[[ Page text open ]]

As already mentioned, the domestic supply chain is still heavily dependent on imports. In this scenario, imposing dumping duties without evaluating the alternative supply chain could adversely impact the consumers as the equipment costs would go up. Our view always has been that measures like anti-dumping are temporary interventions and do not create incremental supply chain investments in the country. There needs to be a long-term policy on promoting domestic solar PV manufacturing in the country. Also, how can a “Made in India” module compete against the global supply chain in an unsubsidised and open market? The policy needs to address how steady-state demand would be ensured for the capacity being created in India, and how the manufacturing investments can make the necessary returns in order to create a sustainable manufacturing/R&D operation. The cost of raising capital as well as high income taxes have been deterrents to attracting investments in a completely integrated solar manufacturing set-up in India and unless large integrated facilities (semiconductor-finished module) with a scale of 1.5-2 GW per plant are set up, the existing incremental module assembly operations with high import content will always remain sub-scale and hostage to vagaries in the imported supply chain.
What is your outlook for the solar segment post the imposition of anti-dumping duty? With 20,000 MW declared to be auctioned by the MNRE by the year-end, how will anti-dumping (if ruled in favour of domestic manufacturers), impact solar tariffs?
One of the direct impacts of any anti-dumping duties imposed on the import of solar modules would be an increase in project costs. And thus, the viability of projects already bid out at tariffs agreed for a period of 25 years will merit consideration. For this, PPAs for each of these solar projects impacted by such duties need to be examined to ascertain if imposition of these anti-dumping duties on foreign manufacturers would qualify to be a change in law. And, if yes, then petitions to the Central Electricity Regulatory Commission or the appropriate state regulatory commission will need to be made with a request to grant the relief for such a change in law. All this would indeed be a long-drawn process.

[[ Page text closed ]]
[[ Provided material open ]]

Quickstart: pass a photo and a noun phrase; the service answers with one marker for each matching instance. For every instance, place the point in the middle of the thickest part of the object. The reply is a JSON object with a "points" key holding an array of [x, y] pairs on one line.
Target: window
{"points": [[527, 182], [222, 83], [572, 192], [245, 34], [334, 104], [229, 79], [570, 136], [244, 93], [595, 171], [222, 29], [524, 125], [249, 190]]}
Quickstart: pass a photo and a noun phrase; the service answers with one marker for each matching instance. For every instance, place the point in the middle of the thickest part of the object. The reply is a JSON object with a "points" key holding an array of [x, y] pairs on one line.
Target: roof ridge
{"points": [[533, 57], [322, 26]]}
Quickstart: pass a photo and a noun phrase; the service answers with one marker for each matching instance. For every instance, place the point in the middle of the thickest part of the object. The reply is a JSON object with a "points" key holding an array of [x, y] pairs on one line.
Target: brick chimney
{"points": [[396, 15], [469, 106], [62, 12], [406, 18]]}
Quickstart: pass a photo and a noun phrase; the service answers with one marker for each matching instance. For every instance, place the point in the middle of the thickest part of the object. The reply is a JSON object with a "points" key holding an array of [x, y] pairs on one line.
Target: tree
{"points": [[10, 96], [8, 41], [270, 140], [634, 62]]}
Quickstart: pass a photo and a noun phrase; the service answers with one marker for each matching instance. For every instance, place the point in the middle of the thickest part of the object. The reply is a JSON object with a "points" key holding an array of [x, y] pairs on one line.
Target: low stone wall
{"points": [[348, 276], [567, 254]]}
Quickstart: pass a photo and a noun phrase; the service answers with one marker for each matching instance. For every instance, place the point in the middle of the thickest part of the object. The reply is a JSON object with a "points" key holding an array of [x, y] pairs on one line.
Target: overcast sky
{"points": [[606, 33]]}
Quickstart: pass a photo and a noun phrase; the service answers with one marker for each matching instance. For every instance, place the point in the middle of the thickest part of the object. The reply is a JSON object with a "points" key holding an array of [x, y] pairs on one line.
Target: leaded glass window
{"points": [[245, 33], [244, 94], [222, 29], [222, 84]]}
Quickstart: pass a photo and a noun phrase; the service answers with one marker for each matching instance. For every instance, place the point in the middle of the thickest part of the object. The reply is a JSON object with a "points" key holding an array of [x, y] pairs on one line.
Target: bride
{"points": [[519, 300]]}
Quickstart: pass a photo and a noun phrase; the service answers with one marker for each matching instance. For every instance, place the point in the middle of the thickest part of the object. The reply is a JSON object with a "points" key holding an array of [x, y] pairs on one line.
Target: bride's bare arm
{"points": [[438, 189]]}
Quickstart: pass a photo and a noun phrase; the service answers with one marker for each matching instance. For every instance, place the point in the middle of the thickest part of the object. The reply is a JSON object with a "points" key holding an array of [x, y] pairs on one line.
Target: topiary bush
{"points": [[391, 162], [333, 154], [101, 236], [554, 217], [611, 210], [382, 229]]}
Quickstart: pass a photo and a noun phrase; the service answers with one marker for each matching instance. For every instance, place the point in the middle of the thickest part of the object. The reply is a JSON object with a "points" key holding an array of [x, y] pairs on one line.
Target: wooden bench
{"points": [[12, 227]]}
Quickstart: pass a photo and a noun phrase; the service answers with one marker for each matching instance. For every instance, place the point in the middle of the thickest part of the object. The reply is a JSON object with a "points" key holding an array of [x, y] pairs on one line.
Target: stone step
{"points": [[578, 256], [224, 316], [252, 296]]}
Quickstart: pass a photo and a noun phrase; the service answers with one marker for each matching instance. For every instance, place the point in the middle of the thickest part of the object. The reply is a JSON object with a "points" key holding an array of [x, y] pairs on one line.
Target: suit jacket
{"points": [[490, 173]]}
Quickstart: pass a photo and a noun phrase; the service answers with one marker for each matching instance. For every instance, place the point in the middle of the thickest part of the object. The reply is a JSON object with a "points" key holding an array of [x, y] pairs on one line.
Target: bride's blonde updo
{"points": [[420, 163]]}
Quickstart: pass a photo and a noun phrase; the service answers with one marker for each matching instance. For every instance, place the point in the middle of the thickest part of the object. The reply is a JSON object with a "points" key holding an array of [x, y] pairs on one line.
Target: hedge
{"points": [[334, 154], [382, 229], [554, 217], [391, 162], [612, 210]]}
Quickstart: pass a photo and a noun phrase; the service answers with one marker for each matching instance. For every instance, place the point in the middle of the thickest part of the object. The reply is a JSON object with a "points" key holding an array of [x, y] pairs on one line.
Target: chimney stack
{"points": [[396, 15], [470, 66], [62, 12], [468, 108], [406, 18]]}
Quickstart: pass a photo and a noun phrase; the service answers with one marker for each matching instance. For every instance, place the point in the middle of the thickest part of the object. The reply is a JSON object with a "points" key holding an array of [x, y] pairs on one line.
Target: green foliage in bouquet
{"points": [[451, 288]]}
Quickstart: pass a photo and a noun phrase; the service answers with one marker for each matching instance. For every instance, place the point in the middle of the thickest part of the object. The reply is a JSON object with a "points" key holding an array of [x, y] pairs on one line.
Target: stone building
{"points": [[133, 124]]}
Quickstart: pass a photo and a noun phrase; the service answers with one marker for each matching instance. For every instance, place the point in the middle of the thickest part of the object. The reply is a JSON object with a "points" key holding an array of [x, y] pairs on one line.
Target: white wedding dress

[[ Provided material closed ]]

Check your understanding
1 > In the passage on solar anti-dumping duties, what scale per plant is given for large integrated facilities?
2 > Proceed with the passage on solar anti-dumping duties from its last sentence.
The listing is separate material and has nothing to do with the passage on solar anti-dumping duties.

Responses in order
1 > 1.5-2 GW per plant.

2 >
With regard to future bidding, one would imagine that the developers would become sensitive to this cost and would want to factor the additional cost into their financial models before bidding for solar projects. As the price of the modules is about 60-70 per cent of a solar project cost, it is likely that going forward, responsible bidders would factor this additional cost and consequently, the tariff bid may see an upward trend, all other costs and parameters remaining the same.
This question can be addressed only once the outcome of the investigation is known. Intuitively, any increase in duties would increase the cost of the project and therefore, the tariffs could rise. The discoms, being the primary consumers, would then need to evaluate how this potential increase may impact their overall plans to acquire solar energy.
What is the international practice in terms of imposing such duties?
We understand that historically the European Union (EU) as well as the US have imposed anti-dumping duty on the import of solar cells and modules originating or exported from China.
There is a precedent of the domestic manufacturing industry being compensated for dumping by exporters. There were dumping tariffs imposed in the EU and the US in the past. However, the jury is still out if imposing anti-dumping duties resulted in creating a larger domestic industry in those countries.